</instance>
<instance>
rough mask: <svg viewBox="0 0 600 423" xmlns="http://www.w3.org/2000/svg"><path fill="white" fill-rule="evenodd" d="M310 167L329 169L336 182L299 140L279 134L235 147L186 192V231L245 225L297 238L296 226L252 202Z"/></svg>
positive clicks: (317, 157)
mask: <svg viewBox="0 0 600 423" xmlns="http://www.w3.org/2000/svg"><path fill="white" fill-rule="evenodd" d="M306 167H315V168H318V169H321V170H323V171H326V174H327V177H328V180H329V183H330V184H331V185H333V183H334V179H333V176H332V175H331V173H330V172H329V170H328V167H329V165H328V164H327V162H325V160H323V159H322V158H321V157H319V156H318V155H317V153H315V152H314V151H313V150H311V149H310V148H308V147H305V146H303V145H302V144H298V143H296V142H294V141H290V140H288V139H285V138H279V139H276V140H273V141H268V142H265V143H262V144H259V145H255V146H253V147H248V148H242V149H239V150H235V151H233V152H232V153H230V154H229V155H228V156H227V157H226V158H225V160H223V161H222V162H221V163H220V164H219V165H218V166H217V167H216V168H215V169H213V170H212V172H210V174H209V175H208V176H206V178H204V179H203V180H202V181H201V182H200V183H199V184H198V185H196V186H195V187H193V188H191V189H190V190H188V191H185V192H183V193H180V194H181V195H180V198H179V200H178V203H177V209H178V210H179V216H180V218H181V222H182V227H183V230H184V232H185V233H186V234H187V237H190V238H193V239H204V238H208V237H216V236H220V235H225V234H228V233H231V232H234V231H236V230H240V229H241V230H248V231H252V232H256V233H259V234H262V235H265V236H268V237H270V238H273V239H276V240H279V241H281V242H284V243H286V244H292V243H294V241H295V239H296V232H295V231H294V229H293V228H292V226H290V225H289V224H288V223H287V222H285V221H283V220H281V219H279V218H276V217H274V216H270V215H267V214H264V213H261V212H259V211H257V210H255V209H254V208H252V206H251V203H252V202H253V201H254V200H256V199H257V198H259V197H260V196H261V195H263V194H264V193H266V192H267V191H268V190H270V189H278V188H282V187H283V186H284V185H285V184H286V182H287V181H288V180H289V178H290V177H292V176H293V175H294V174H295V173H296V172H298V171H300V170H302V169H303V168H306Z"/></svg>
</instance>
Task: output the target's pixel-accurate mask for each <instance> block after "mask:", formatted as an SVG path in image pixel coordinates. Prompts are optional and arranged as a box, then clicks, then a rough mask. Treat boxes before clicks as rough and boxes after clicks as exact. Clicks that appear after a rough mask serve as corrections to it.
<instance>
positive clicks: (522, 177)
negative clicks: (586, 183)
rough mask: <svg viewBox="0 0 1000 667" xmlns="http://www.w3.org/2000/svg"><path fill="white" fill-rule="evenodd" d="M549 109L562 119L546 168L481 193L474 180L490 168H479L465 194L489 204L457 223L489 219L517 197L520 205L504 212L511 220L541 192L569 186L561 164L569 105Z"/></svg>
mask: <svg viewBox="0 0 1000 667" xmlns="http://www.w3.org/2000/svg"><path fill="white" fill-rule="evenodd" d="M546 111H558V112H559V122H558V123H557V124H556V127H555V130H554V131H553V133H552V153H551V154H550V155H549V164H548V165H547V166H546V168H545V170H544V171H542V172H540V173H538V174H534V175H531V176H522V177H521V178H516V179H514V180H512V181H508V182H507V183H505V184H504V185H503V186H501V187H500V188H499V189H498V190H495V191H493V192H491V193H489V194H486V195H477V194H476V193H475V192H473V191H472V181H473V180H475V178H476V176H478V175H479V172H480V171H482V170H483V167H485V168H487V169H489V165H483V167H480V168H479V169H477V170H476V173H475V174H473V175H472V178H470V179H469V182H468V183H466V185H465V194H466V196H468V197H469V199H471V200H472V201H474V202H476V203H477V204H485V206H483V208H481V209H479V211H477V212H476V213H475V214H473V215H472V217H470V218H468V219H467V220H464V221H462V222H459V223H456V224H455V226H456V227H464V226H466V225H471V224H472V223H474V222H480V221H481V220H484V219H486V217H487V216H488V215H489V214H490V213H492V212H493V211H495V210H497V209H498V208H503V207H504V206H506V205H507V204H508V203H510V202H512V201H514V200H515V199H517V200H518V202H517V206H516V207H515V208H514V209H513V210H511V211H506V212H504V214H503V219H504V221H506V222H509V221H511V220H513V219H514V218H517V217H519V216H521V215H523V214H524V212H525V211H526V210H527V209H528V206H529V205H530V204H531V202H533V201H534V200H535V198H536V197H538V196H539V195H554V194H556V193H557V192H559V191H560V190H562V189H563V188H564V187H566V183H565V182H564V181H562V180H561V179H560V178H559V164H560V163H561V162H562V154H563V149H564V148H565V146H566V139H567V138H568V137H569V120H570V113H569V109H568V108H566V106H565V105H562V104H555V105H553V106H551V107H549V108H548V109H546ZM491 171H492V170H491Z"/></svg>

————

YOUR GOAL:
Copy each line of the entries exactly.

WRITTEN ANSWER:
</instance>
<instance>
rough mask: <svg viewBox="0 0 600 423" xmlns="http://www.w3.org/2000/svg"><path fill="white" fill-rule="evenodd" d="M310 167L329 169L336 182L299 140L279 134L235 147L186 192V231L245 225L297 238L296 226L252 202Z"/></svg>
positive clicks: (317, 157)
mask: <svg viewBox="0 0 600 423" xmlns="http://www.w3.org/2000/svg"><path fill="white" fill-rule="evenodd" d="M306 167H315V168H318V169H321V170H323V171H326V174H327V177H328V180H329V183H330V184H331V185H333V183H334V179H333V176H332V175H331V173H330V172H329V170H328V167H329V165H328V164H327V162H325V160H323V159H322V158H321V157H319V156H318V155H317V153H315V152H314V151H313V150H311V149H310V148H308V147H305V146H303V145H302V144H298V143H296V142H294V141H290V140H288V139H285V138H279V139H276V140H273V141H268V142H265V143H262V144H259V145H255V146H253V147H248V148H242V149H239V150H235V151H233V152H232V153H230V154H229V155H228V156H227V157H226V158H225V160H223V161H222V162H221V163H220V164H219V165H218V166H217V167H216V168H215V169H213V170H212V172H210V174H209V175H208V176H206V178H204V179H203V180H202V181H201V182H200V183H199V184H198V185H196V186H195V187H193V188H191V189H190V190H188V191H185V192H183V193H180V194H181V195H180V198H179V200H178V203H177V209H178V210H179V216H180V218H181V222H182V227H183V230H184V232H185V233H186V234H187V237H190V238H193V239H204V238H208V237H216V236H220V235H225V234H228V233H231V232H234V231H236V230H240V229H241V230H248V231H252V232H256V233H259V234H262V235H265V236H268V237H270V238H273V239H276V240H279V241H281V242H284V243H286V244H292V243H294V241H295V239H296V232H295V231H294V229H293V228H292V226H290V225H289V224H288V223H287V222H285V221H283V220H281V219H279V218H276V217H274V216H270V215H267V214H264V213H261V212H259V211H257V210H255V209H254V208H252V206H251V203H252V202H253V201H254V200H256V199H257V198H259V197H260V196H261V195H263V194H264V193H266V192H267V191H268V190H270V189H278V188H282V187H283V186H284V185H285V184H286V182H287V181H288V180H289V178H290V177H292V176H293V175H294V174H295V173H296V172H298V171H300V170H302V169H303V168H306Z"/></svg>
</instance>
Task: output the target's pixel-accurate mask for each <instance> block after "mask:", formatted as an SVG path in image pixel coordinates. Prompts are optional and arranged as a box, then clicks, then a rough mask. Treat boxes before clicks as rough and boxes after clicks as exact. Clicks that appear after a rough mask serve as corrections to it.
<instance>
positive clicks: (522, 177)
negative clicks: (586, 183)
rough mask: <svg viewBox="0 0 1000 667" xmlns="http://www.w3.org/2000/svg"><path fill="white" fill-rule="evenodd" d="M549 109L562 119L546 168L481 193L474 180L490 168H479L465 194L489 204L457 223L489 219L517 197L520 205L504 212L511 220L541 192L569 186L561 164L569 105Z"/></svg>
mask: <svg viewBox="0 0 1000 667" xmlns="http://www.w3.org/2000/svg"><path fill="white" fill-rule="evenodd" d="M546 111H558V112H559V122H558V123H557V124H556V127H555V130H554V131H553V133H552V153H551V154H550V155H549V164H548V165H547V166H546V168H545V170H544V171H542V172H540V173H538V174H534V175H531V176H522V177H521V178H516V179H514V180H512V181H508V182H507V183H505V184H504V185H503V186H501V187H500V188H499V189H498V190H495V191H493V192H491V193H489V194H486V195H477V194H476V193H475V192H473V191H472V181H473V180H475V178H476V176H478V175H479V172H480V171H482V170H483V167H485V168H487V169H489V165H483V167H480V168H479V169H477V170H476V173H475V174H473V175H472V178H470V179H469V182H468V183H466V185H465V194H466V196H468V197H469V199H471V200H472V201H474V202H476V203H477V204H485V206H483V208H481V209H479V211H477V212H476V213H475V214H473V215H472V217H470V218H468V219H467V220H464V221H462V222H459V223H456V224H455V226H456V227H464V226H466V225H471V224H472V223H474V222H480V221H481V220H484V219H486V217H487V216H488V215H489V214H490V213H492V212H493V211H495V210H497V209H498V208H503V207H504V206H506V205H507V204H508V203H510V202H512V201H514V200H515V199H517V200H518V202H517V206H516V207H515V208H514V209H513V210H511V211H506V212H504V214H503V219H504V221H506V222H509V221H511V220H513V219H514V218H517V217H519V216H521V215H523V214H524V212H525V211H526V210H527V209H528V206H529V205H530V204H531V202H533V201H534V200H535V198H536V197H538V196H539V195H554V194H556V193H557V192H559V191H560V190H562V189H563V188H564V187H566V183H565V182H564V181H562V180H561V179H560V178H559V164H560V163H561V162H562V154H563V149H564V148H565V146H566V139H567V138H568V137H569V120H570V113H569V109H568V108H566V106H565V105H562V104H555V105H553V106H551V107H549V108H548V109H546ZM491 171H492V170H491Z"/></svg>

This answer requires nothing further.